** ASSIGNMENT **
All of the data below should be copied exactly as it stands.
++++ WORKING DATA ++++
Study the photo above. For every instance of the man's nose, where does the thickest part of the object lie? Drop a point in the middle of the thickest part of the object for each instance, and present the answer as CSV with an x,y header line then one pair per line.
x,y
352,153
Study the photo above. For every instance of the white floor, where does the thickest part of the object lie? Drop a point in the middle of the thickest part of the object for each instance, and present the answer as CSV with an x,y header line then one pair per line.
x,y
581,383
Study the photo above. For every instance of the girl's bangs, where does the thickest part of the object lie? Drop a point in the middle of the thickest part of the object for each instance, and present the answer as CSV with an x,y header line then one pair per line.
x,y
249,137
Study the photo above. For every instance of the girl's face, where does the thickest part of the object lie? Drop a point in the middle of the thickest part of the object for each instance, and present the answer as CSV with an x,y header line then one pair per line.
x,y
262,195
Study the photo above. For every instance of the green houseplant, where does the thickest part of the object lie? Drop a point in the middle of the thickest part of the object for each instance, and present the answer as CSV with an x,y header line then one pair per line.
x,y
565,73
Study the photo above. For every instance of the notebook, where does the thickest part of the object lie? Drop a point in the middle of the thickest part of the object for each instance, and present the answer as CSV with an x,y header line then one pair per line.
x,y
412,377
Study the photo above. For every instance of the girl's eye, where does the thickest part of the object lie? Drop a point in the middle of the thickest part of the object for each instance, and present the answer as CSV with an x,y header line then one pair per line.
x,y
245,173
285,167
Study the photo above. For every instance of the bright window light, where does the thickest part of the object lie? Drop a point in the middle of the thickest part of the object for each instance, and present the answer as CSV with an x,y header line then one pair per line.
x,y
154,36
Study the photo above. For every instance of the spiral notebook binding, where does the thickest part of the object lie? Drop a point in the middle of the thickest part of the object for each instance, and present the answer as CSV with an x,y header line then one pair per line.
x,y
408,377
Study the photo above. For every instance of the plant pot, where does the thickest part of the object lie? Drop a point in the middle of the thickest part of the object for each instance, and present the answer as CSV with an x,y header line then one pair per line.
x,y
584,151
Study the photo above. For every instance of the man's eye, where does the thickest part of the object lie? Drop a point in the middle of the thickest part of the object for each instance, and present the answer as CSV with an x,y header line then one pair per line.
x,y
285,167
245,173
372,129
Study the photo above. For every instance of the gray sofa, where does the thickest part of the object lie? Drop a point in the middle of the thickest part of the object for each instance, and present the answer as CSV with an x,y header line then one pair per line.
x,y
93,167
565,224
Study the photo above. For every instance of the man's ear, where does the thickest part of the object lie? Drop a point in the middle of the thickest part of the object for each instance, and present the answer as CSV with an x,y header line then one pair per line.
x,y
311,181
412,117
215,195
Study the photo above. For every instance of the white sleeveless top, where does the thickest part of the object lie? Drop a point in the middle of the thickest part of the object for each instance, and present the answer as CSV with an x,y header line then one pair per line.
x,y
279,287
++++
** WRITTEN ANSWER **
Study the photo above. For every instance of the man's nose, where does the thickest part of the object lie? Drop a point in the middle of the thickest part of the object for each instance, and present the answer as CSV with an x,y header line then one pair per line.
x,y
352,153
Study the photo above. For every instance of the white floor, where does the thickest part of the object lie? Drop a point in the middle of the thickest part of the object for each instance, and present the answer as CSV with an x,y header line then one pair per line.
x,y
581,383
Study the photo above. For every instance of the girl's bangs, where does the thickest part of the object lie? Drop a point in the middle of the thickest part of the object for each instance, and present the answer as CSV with an x,y header line then one pair per line.
x,y
249,137
Study the photo above. For every instance of the girl's face, where does the thickest part of the object lie? Drop a point in the middle of the thickest part of the object for each instance, and present the answer as CSV with an x,y header line then one pair per line.
x,y
262,195
Study the photo above. For every instance of the green houseplant, where does the thickest part of the object lie? Drop a point in the middle of the thickest part of the object for each instance, and present the answer as CSV with an x,y header line then one pair per line.
x,y
565,73
Study the photo above. For every instance of the notebook, where does the thickest part of the object lie? Drop a point in the middle of the thickest part of the object for each instance, and present the answer as CSV with an x,y header line then one pair per line.
x,y
412,377
Study the photo above. For every instance of the girl's eye, where does the thickest part of the object lie? Drop a point in the middle of the thickest part of the object for each instance, and present the answer as CSV with an x,y header line then one pair per line.
x,y
245,173
285,167
Study the photo above. For every instance of the bright window light, where does the thickest part of the object lie? Drop a point in the middle of the thickest part of the object for each instance, and present the answer as CSV with an x,y header line then one pair per line.
x,y
154,36
Study the photo above. For every instance of the spiral notebook binding, where does the thickest part of the object lie? Drop a point in the middle of the thickest part of the object for each instance, and present the answer as CSV with an x,y header line then one pair per line.
x,y
408,377
Study the photo above. For every instance of the plant pot, where does the thickest part of the object lie? Drop a point in the middle of the thickest part of the object for each instance, and present the answer as CSV with an x,y header line then one pair per line.
x,y
584,151
Study the photo above. For every instance of the man's eye, where does the thickest part of the object lie? Drop a point in the middle of the thickest part of the object for each instance, and present the answer as CSV with an x,y header line then one pair per line.
x,y
285,167
245,173
372,129
Study the photo above. For every instance of the gray sofa, where does the thickest part of the object lie? Drop a point in the middle of the thickest part of the object for each instance, and present the answer as CSV with an x,y header line then one pair per line.
x,y
93,167
565,224
Study the photo above. For every instance of the man's ear, where does the thickest part of the object lie? Drop a point in the middle of the thickest part of the object for each instance, and present the answer as CSV with an x,y header line then one pair per line.
x,y
311,181
412,117
215,195
Study the photo above. For every instance of the white sleeveless top, where does the thickest part of the object lie? Drop a point in the middle of the thickest part of the object for each instance, and present the answer as CSV with an x,y header line then one pair per line.
x,y
279,287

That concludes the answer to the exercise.